**Selected text:**
= = = =

Firestore: Optimize local cache sync when resuming a query that had docs deleted #11457

milaGGL · 2023-06-19T19:59:23Z

Ported from firebase/firebase-js-sdk#7229 and firebase/firebase-android-sdk#4982

Implement an optimization in Firestore when resuming a query where documents have either been deleted or no longer match the query on the server (a.k.a. "removed"). The optimization avoids re-running the entire query just to figure out which documents were deleted/removed in most cases.

Background Information

When a Firestore query is sent to the server, the server replies with the documents in the result set and a "resume token". The result set and the resume token are stored locally on the client. If the same query is resumed at a later time, such as by a later call to Query.get() or a listener registered via Query.addSnapshotListener() reconnects, then the client sends the same query to the server, but this time includes the resume token. To save on network bandwidth, the server only replies with the documents that have changed since the timestamp encoded in the resume token. Additionally, if the query is resumed within 30 minutes, and persistence is enabled, then the customer is only billed for the delta, and not the entire result set (see https://firebase.google.com/docs/firestore/pricing#listens for the official and most up-to-date details on pricing).

The problem is that if some documents in the result set were deleted or removed (i.e. changed to no longer match the query) then the server simply does not observe their presence in the result set and does not send updates for them. This leaves the client's cache in an inconsistent state because it still contains the deleted/removed documents. To work around this cache inconsistency, the server also replies with an "existence filter", a count of the documents that matched the query on the server. The client then compares this count with the number of documents that match the query in its local cache. If those counts are the same then all is good and the result set is raised via a snapshot; however, if the counts do not match then this is called an "existence filter mismatch" and the client re-runs the entire query from scratch, without a resume token, to figure out which documents in its local cache were deleted or removed. Then, the deleted or removed documents go into "limbo" and individual document reads are issued for each of the limbo documents to bring them into sync with the server.

= = = =

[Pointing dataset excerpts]
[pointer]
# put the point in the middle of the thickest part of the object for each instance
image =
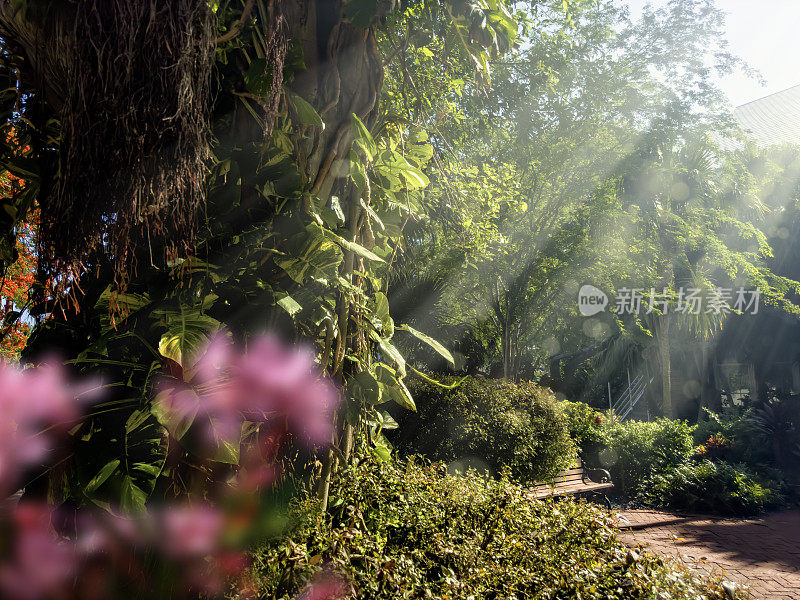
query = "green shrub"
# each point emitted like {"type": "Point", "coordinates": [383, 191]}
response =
{"type": "Point", "coordinates": [408, 530]}
{"type": "Point", "coordinates": [710, 486]}
{"type": "Point", "coordinates": [587, 428]}
{"type": "Point", "coordinates": [638, 449]}
{"type": "Point", "coordinates": [749, 445]}
{"type": "Point", "coordinates": [489, 423]}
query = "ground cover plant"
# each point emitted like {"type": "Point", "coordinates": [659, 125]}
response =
{"type": "Point", "coordinates": [482, 422]}
{"type": "Point", "coordinates": [660, 463]}
{"type": "Point", "coordinates": [409, 530]}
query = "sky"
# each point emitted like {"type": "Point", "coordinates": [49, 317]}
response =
{"type": "Point", "coordinates": [765, 34]}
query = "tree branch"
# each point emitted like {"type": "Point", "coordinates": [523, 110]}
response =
{"type": "Point", "coordinates": [239, 25]}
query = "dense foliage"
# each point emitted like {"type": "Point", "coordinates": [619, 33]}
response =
{"type": "Point", "coordinates": [488, 425]}
{"type": "Point", "coordinates": [408, 530]}
{"type": "Point", "coordinates": [711, 487]}
{"type": "Point", "coordinates": [724, 465]}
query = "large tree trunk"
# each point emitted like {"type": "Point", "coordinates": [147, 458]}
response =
{"type": "Point", "coordinates": [344, 77]}
{"type": "Point", "coordinates": [662, 334]}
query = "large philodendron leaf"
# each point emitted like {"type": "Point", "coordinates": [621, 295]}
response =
{"type": "Point", "coordinates": [127, 480]}
{"type": "Point", "coordinates": [187, 332]}
{"type": "Point", "coordinates": [437, 346]}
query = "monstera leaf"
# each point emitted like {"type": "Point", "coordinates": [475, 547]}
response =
{"type": "Point", "coordinates": [187, 332]}
{"type": "Point", "coordinates": [128, 479]}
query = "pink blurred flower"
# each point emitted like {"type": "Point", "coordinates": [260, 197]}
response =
{"type": "Point", "coordinates": [189, 532]}
{"type": "Point", "coordinates": [40, 565]}
{"type": "Point", "coordinates": [36, 404]}
{"type": "Point", "coordinates": [269, 382]}
{"type": "Point", "coordinates": [275, 378]}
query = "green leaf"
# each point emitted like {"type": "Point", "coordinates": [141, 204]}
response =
{"type": "Point", "coordinates": [176, 422]}
{"type": "Point", "coordinates": [187, 333]}
{"type": "Point", "coordinates": [353, 247]}
{"type": "Point", "coordinates": [372, 214]}
{"type": "Point", "coordinates": [102, 476]}
{"type": "Point", "coordinates": [290, 305]}
{"type": "Point", "coordinates": [305, 112]}
{"type": "Point", "coordinates": [382, 453]}
{"type": "Point", "coordinates": [129, 480]}
{"type": "Point", "coordinates": [361, 12]}
{"type": "Point", "coordinates": [366, 388]}
{"type": "Point", "coordinates": [444, 352]}
{"type": "Point", "coordinates": [226, 450]}
{"type": "Point", "coordinates": [414, 177]}
{"type": "Point", "coordinates": [363, 138]}
{"type": "Point", "coordinates": [258, 80]}
{"type": "Point", "coordinates": [389, 349]}
{"type": "Point", "coordinates": [400, 395]}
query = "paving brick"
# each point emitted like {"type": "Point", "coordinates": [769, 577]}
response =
{"type": "Point", "coordinates": [763, 554]}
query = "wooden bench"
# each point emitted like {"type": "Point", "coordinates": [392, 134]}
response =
{"type": "Point", "coordinates": [578, 480]}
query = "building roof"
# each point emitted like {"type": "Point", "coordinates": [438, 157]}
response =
{"type": "Point", "coordinates": [774, 119]}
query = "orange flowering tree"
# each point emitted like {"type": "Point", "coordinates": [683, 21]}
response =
{"type": "Point", "coordinates": [17, 279]}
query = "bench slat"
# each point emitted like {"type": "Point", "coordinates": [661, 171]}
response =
{"type": "Point", "coordinates": [576, 489]}
{"type": "Point", "coordinates": [571, 481]}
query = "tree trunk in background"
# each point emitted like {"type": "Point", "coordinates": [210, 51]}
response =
{"type": "Point", "coordinates": [662, 333]}
{"type": "Point", "coordinates": [344, 77]}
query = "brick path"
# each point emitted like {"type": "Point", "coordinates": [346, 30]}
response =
{"type": "Point", "coordinates": [763, 554]}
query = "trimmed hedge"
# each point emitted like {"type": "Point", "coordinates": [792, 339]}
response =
{"type": "Point", "coordinates": [408, 530]}
{"type": "Point", "coordinates": [490, 425]}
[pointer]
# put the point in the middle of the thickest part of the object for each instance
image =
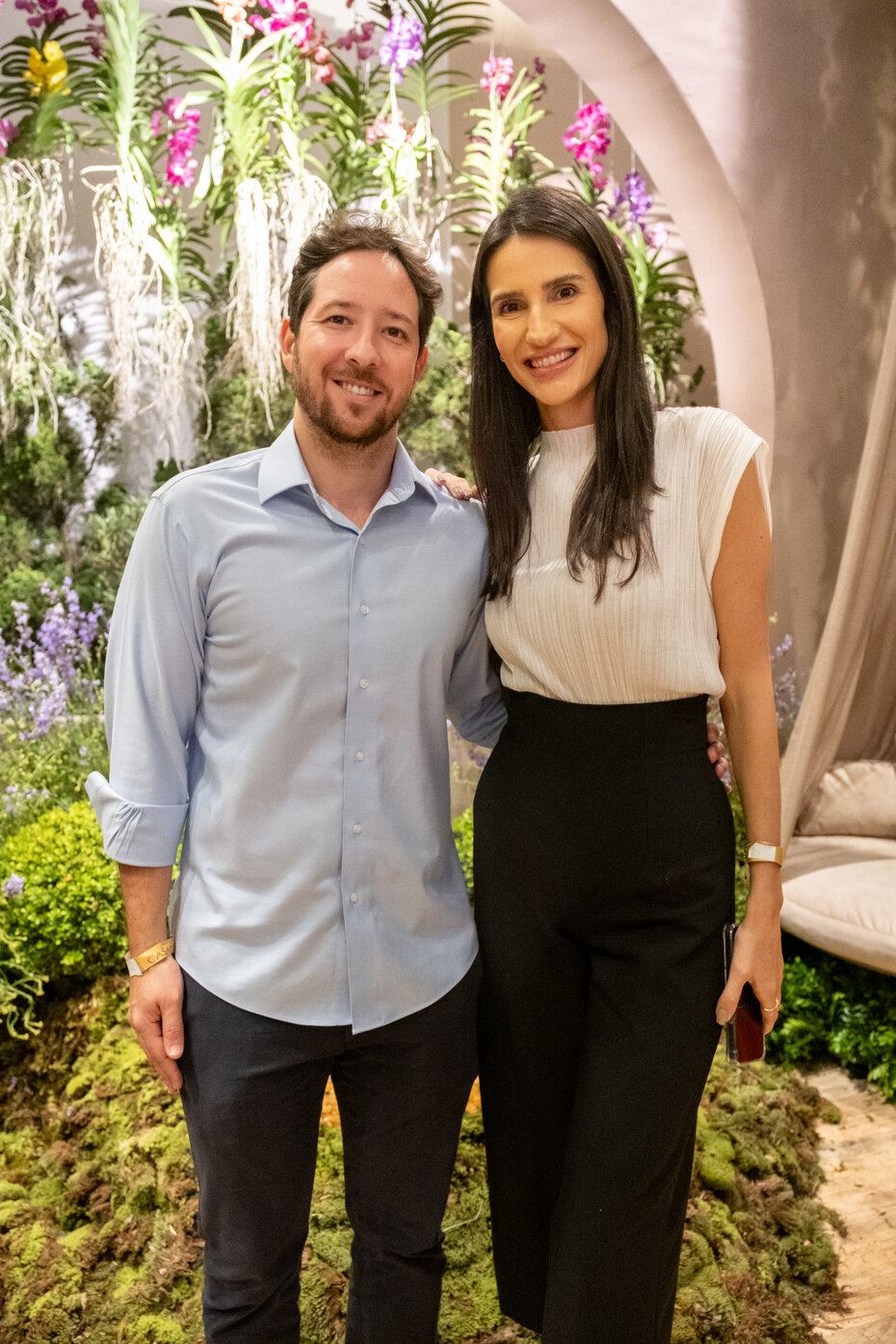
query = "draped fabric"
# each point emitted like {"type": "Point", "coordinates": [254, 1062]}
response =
{"type": "Point", "coordinates": [849, 708]}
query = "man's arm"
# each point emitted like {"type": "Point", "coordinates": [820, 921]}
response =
{"type": "Point", "coordinates": [153, 674]}
{"type": "Point", "coordinates": [156, 996]}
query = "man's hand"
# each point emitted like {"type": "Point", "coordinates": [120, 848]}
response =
{"type": "Point", "coordinates": [155, 1013]}
{"type": "Point", "coordinates": [456, 486]}
{"type": "Point", "coordinates": [716, 754]}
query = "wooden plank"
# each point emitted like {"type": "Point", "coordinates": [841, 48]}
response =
{"type": "Point", "coordinates": [858, 1160]}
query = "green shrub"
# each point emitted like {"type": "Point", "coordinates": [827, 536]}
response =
{"type": "Point", "coordinates": [98, 1206]}
{"type": "Point", "coordinates": [48, 772]}
{"type": "Point", "coordinates": [831, 1007]}
{"type": "Point", "coordinates": [234, 421]}
{"type": "Point", "coordinates": [462, 829]}
{"type": "Point", "coordinates": [27, 561]}
{"type": "Point", "coordinates": [43, 463]}
{"type": "Point", "coordinates": [105, 546]}
{"type": "Point", "coordinates": [67, 917]}
{"type": "Point", "coordinates": [435, 425]}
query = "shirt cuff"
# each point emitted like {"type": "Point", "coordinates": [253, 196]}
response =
{"type": "Point", "coordinates": [143, 833]}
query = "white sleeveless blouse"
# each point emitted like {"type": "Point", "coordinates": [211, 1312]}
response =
{"type": "Point", "coordinates": [656, 637]}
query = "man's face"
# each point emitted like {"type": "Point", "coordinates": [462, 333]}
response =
{"type": "Point", "coordinates": [356, 356]}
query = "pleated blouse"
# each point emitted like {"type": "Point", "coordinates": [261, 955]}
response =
{"type": "Point", "coordinates": [653, 639]}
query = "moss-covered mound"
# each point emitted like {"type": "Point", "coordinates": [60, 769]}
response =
{"type": "Point", "coordinates": [98, 1203]}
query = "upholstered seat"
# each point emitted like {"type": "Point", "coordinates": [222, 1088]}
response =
{"type": "Point", "coordinates": [840, 894]}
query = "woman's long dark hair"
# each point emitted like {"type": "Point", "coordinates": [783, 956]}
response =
{"type": "Point", "coordinates": [612, 510]}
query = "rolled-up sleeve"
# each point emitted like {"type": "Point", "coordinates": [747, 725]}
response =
{"type": "Point", "coordinates": [153, 679]}
{"type": "Point", "coordinates": [474, 700]}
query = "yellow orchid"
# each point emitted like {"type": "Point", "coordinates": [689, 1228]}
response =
{"type": "Point", "coordinates": [47, 73]}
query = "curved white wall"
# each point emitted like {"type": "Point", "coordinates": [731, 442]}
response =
{"type": "Point", "coordinates": [769, 128]}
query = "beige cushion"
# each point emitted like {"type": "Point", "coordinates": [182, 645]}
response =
{"type": "Point", "coordinates": [840, 894]}
{"type": "Point", "coordinates": [854, 799]}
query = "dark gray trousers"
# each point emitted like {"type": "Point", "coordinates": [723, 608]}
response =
{"type": "Point", "coordinates": [603, 880]}
{"type": "Point", "coordinates": [252, 1092]}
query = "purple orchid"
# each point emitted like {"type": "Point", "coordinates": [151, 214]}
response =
{"type": "Point", "coordinates": [402, 44]}
{"type": "Point", "coordinates": [9, 132]}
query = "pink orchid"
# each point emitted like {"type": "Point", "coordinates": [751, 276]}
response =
{"type": "Point", "coordinates": [497, 75]}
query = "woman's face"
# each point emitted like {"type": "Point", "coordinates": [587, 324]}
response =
{"type": "Point", "coordinates": [547, 316]}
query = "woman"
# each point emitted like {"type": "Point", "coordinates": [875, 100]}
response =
{"type": "Point", "coordinates": [627, 581]}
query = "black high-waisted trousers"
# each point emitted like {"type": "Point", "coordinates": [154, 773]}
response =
{"type": "Point", "coordinates": [603, 878]}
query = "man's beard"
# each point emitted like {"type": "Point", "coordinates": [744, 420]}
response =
{"type": "Point", "coordinates": [323, 417]}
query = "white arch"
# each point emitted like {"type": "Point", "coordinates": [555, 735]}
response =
{"type": "Point", "coordinates": [603, 46]}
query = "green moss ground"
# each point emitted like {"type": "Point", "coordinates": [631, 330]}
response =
{"type": "Point", "coordinates": [98, 1207]}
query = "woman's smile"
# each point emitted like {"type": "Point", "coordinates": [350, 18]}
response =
{"type": "Point", "coordinates": [547, 317]}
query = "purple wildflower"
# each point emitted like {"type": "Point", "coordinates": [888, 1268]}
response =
{"type": "Point", "coordinates": [656, 235]}
{"type": "Point", "coordinates": [41, 671]}
{"type": "Point", "coordinates": [43, 13]}
{"type": "Point", "coordinates": [9, 132]}
{"type": "Point", "coordinates": [402, 44]}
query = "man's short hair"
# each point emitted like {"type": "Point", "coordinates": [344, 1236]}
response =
{"type": "Point", "coordinates": [364, 230]}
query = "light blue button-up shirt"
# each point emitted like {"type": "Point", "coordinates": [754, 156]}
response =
{"type": "Point", "coordinates": [278, 679]}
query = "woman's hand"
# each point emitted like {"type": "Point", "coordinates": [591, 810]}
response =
{"type": "Point", "coordinates": [716, 754]}
{"type": "Point", "coordinates": [457, 487]}
{"type": "Point", "coordinates": [758, 957]}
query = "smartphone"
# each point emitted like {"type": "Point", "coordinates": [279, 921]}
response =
{"type": "Point", "coordinates": [745, 1033]}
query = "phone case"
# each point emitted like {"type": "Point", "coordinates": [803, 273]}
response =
{"type": "Point", "coordinates": [745, 1034]}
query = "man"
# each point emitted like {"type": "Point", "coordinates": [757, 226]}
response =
{"type": "Point", "coordinates": [290, 633]}
{"type": "Point", "coordinates": [293, 626]}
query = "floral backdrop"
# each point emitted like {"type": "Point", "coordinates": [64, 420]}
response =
{"type": "Point", "coordinates": [210, 156]}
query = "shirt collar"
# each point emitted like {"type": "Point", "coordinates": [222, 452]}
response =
{"type": "Point", "coordinates": [282, 468]}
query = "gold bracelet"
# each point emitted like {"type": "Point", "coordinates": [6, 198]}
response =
{"type": "Point", "coordinates": [760, 851]}
{"type": "Point", "coordinates": [159, 952]}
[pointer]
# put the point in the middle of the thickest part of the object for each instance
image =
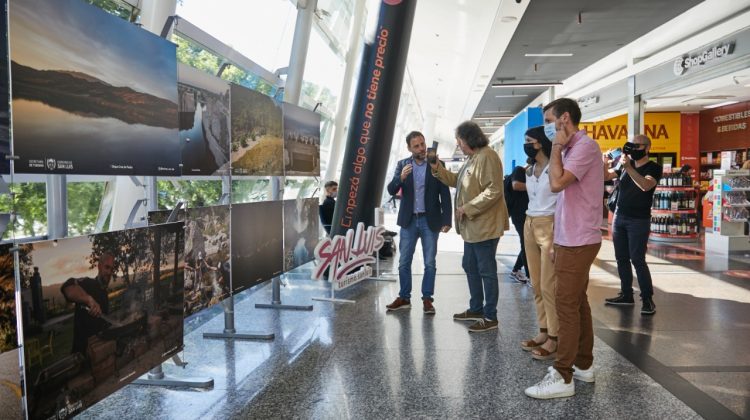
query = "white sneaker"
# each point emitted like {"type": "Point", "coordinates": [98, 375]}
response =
{"type": "Point", "coordinates": [584, 375]}
{"type": "Point", "coordinates": [519, 276]}
{"type": "Point", "coordinates": [552, 386]}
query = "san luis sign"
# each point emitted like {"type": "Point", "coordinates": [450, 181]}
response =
{"type": "Point", "coordinates": [348, 257]}
{"type": "Point", "coordinates": [663, 128]}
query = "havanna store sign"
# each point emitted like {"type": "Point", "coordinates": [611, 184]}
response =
{"type": "Point", "coordinates": [663, 128]}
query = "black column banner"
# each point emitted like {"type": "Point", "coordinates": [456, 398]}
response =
{"type": "Point", "coordinates": [374, 117]}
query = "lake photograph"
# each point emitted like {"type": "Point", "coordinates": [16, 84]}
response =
{"type": "Point", "coordinates": [92, 93]}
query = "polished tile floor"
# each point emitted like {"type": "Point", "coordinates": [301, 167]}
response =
{"type": "Point", "coordinates": [342, 361]}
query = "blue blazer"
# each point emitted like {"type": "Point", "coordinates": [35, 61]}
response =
{"type": "Point", "coordinates": [437, 198]}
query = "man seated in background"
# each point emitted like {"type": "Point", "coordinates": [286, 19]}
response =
{"type": "Point", "coordinates": [329, 204]}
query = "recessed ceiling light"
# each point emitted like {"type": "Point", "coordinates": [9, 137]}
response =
{"type": "Point", "coordinates": [527, 84]}
{"type": "Point", "coordinates": [720, 104]}
{"type": "Point", "coordinates": [548, 55]}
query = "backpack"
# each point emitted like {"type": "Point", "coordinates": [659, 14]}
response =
{"type": "Point", "coordinates": [508, 188]}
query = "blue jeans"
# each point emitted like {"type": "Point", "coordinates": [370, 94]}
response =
{"type": "Point", "coordinates": [481, 272]}
{"type": "Point", "coordinates": [630, 237]}
{"type": "Point", "coordinates": [417, 229]}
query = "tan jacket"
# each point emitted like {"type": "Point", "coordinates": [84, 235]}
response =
{"type": "Point", "coordinates": [481, 194]}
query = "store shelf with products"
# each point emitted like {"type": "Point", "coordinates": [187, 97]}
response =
{"type": "Point", "coordinates": [674, 217]}
{"type": "Point", "coordinates": [731, 211]}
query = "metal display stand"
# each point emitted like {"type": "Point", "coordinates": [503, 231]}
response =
{"type": "Point", "coordinates": [276, 193]}
{"type": "Point", "coordinates": [156, 376]}
{"type": "Point", "coordinates": [230, 332]}
{"type": "Point", "coordinates": [333, 293]}
{"type": "Point", "coordinates": [276, 299]}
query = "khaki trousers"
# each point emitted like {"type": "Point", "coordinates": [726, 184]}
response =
{"type": "Point", "coordinates": [538, 233]}
{"type": "Point", "coordinates": [575, 342]}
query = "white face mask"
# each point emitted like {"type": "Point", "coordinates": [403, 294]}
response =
{"type": "Point", "coordinates": [550, 131]}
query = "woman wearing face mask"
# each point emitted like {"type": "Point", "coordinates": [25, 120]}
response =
{"type": "Point", "coordinates": [538, 234]}
{"type": "Point", "coordinates": [632, 223]}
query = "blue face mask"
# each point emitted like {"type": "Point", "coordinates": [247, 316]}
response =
{"type": "Point", "coordinates": [550, 131]}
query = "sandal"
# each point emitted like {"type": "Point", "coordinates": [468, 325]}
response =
{"type": "Point", "coordinates": [529, 345]}
{"type": "Point", "coordinates": [541, 353]}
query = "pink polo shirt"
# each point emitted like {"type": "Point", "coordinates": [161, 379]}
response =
{"type": "Point", "coordinates": [578, 215]}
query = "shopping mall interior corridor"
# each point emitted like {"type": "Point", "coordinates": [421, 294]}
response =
{"type": "Point", "coordinates": [339, 361]}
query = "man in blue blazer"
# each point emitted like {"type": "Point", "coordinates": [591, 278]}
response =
{"type": "Point", "coordinates": [425, 211]}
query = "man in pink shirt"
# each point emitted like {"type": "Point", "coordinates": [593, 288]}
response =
{"type": "Point", "coordinates": [575, 172]}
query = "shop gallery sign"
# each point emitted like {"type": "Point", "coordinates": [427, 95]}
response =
{"type": "Point", "coordinates": [685, 63]}
{"type": "Point", "coordinates": [348, 256]}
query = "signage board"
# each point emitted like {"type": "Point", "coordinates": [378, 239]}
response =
{"type": "Point", "coordinates": [347, 257]}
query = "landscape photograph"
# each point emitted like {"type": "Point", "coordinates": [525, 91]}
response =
{"type": "Point", "coordinates": [112, 309]}
{"type": "Point", "coordinates": [301, 141]}
{"type": "Point", "coordinates": [10, 386]}
{"type": "Point", "coordinates": [4, 91]}
{"type": "Point", "coordinates": [207, 258]}
{"type": "Point", "coordinates": [257, 246]}
{"type": "Point", "coordinates": [8, 336]}
{"type": "Point", "coordinates": [257, 143]}
{"type": "Point", "coordinates": [301, 231]}
{"type": "Point", "coordinates": [204, 123]}
{"type": "Point", "coordinates": [85, 81]}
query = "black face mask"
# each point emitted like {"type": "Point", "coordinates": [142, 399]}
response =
{"type": "Point", "coordinates": [630, 149]}
{"type": "Point", "coordinates": [638, 154]}
{"type": "Point", "coordinates": [528, 148]}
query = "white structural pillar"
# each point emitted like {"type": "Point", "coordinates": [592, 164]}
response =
{"type": "Point", "coordinates": [292, 91]}
{"type": "Point", "coordinates": [342, 112]}
{"type": "Point", "coordinates": [154, 14]}
{"type": "Point", "coordinates": [57, 206]}
{"type": "Point", "coordinates": [296, 72]}
{"type": "Point", "coordinates": [635, 110]}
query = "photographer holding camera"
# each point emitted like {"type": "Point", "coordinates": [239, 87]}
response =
{"type": "Point", "coordinates": [632, 222]}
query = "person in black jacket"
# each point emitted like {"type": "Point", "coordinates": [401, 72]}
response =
{"type": "Point", "coordinates": [425, 211]}
{"type": "Point", "coordinates": [329, 204]}
{"type": "Point", "coordinates": [632, 223]}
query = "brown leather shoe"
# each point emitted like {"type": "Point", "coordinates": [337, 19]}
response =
{"type": "Point", "coordinates": [398, 304]}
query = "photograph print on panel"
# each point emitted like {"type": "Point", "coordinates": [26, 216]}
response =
{"type": "Point", "coordinates": [10, 386]}
{"type": "Point", "coordinates": [207, 258]}
{"type": "Point", "coordinates": [257, 144]}
{"type": "Point", "coordinates": [257, 248]}
{"type": "Point", "coordinates": [301, 231]}
{"type": "Point", "coordinates": [4, 91]}
{"type": "Point", "coordinates": [301, 141]}
{"type": "Point", "coordinates": [126, 123]}
{"type": "Point", "coordinates": [204, 122]}
{"type": "Point", "coordinates": [112, 310]}
{"type": "Point", "coordinates": [8, 337]}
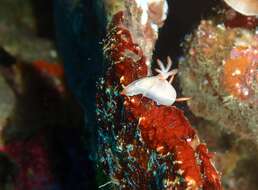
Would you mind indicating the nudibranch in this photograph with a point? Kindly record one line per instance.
(245, 7)
(156, 88)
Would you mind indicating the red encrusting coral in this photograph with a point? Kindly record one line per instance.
(163, 129)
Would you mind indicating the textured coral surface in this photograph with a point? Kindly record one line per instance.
(219, 71)
(143, 145)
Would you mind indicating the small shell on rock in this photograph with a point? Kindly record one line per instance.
(245, 7)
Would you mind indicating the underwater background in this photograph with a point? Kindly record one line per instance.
(64, 124)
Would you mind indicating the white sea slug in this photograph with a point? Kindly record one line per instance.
(157, 88)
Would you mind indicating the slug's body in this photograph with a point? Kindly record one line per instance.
(157, 88)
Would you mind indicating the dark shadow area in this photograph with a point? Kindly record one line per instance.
(183, 16)
(43, 11)
(48, 120)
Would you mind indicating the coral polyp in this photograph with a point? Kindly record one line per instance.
(241, 73)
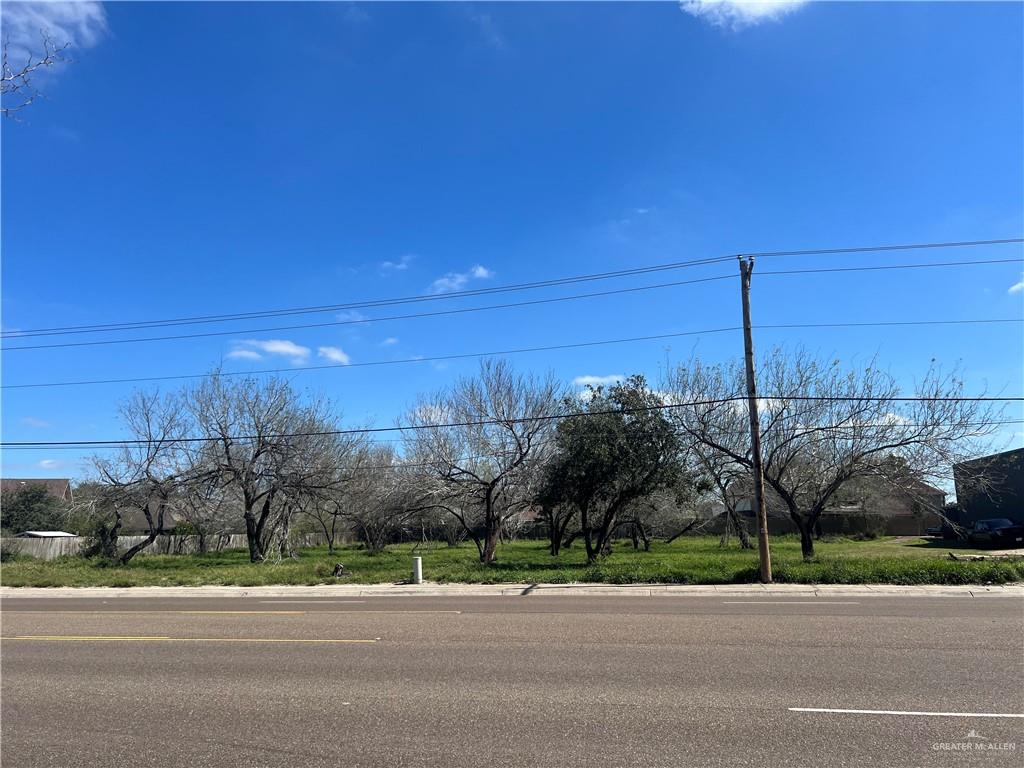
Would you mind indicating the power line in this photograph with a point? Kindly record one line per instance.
(379, 440)
(898, 247)
(365, 304)
(415, 315)
(511, 304)
(514, 420)
(128, 325)
(496, 352)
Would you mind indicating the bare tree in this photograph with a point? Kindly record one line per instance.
(822, 425)
(482, 466)
(208, 508)
(145, 474)
(17, 79)
(270, 448)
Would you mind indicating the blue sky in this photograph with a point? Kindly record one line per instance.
(204, 158)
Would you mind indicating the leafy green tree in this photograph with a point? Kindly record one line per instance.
(620, 450)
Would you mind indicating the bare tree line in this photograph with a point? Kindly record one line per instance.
(499, 450)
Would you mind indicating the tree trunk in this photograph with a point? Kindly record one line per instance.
(252, 538)
(744, 538)
(155, 530)
(806, 539)
(491, 544)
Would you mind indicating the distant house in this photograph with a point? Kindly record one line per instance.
(990, 486)
(906, 508)
(59, 488)
(45, 535)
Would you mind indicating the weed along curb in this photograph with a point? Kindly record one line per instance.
(519, 590)
(690, 562)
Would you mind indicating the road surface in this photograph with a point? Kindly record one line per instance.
(513, 681)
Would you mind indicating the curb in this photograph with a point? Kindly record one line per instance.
(518, 590)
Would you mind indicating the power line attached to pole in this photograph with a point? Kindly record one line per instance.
(745, 268)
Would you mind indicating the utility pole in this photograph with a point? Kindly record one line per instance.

= = = =

**Exercise 1:**
For the Firestore issue, say whether each statement agrees with it, answering yes or no and quoting the deciding words: (a) The existence filter is a count of the documents that matched the query on the server. (b) When a query is resumed with a resume token, the server sends back the entire result set. (c) Being billed only for the delta does not depend on persistence being enabled.
**Exercise 2:**
Repeat the passage of the Firestore issue starting with "Background Information" and going on through "details on pricing).".

**Exercise output 1:**
(a) Yes: "a count of the documents that matched the query on the server"
(b) No: "the server only replies with the documents that have changed since the timestamp encoded in the resume token"
(c) No: "if the query is resumed within 30 minutes, and persistence is enabled, then the customer is only billed for the delta"

**Exercise output 2:**
Background Information

When a Firestore query is sent to the server, the server replies with the documents in the result set and a "resume token". The result set and the resume token are stored locally on the client. If the same query is resumed at a later time, such as by a later call to Query.get() or a listener registered via Query.addSnapshotListener() reconnects, then the client sends the same query to the server, but this time includes the resume token. To save on network bandwidth, the server only replies with the documents that have changed since the timestamp encoded in the resume token. Additionally, if the query is resumed within 30 minutes, and persistence is enabled, then the customer is only billed for the delta, and not the entire result set (see https://firebase.google.com/docs/firestore/pricing#listens for the official and most up-to-date details on pricing).